- **Task requirements**
Write the next part of the Union County deer hunting thread, picking up after its last post.

- **Text block**
# Union County



## cumberland (Oct 28, 2016)

With all these acorns right now, i am going to save my energy and hunt hard in December when you actually have a good chance to take big mountain bucks. People in the mountains burn theirselves out before the good  hunting gets here.


----------



## ripplerider (Oct 31, 2016)

I've made this mistake many times myself. I love to hunt so after anticipating the season all year I cant wait to get in the woods so I hunt a lot early take time off from work then when I should really be spending every spare moment in the woods I start feeling guilty about doing it. I think the rut will come early in the mtns. this year due to the exceptional amount of food available. Does dont come into heat till their bodies tell them theyre capable of carrying a fawn and that should happen a little sooner this year. I look for a lot of buck sign being laid down in a couple of weeks and patrolling for does starting at least by Nov. 20th or so. I'm gonna lay low for a little bit then hit it hard in late November/ early December. Hopefully we'll have a real good rut in the mtns. this year.

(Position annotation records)
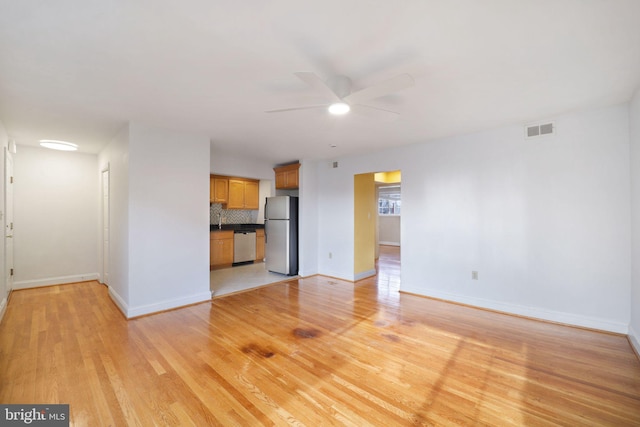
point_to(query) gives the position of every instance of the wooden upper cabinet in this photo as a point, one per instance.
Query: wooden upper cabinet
(243, 194)
(219, 189)
(287, 177)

- **Written response**
----------



## carver (Oct 31, 2016)

I've found a number of scrape lines,rubs, and buck following does on my property in the mountains,seem kinda early compared to years past.Normal rut is in December most years


----------



## josh chatham (Nov 9, 2016)

Usually when there are alot of acorns the rut seems to be more of a trickle rut.  Usually see bucks begin to look earlier than normal.  But I still think the best time to be in the mountains is the week after Thanksgiving through Christmas.  If it doesnt rain soon we will not have any woods to hunt in.  Its all gonna be burned up!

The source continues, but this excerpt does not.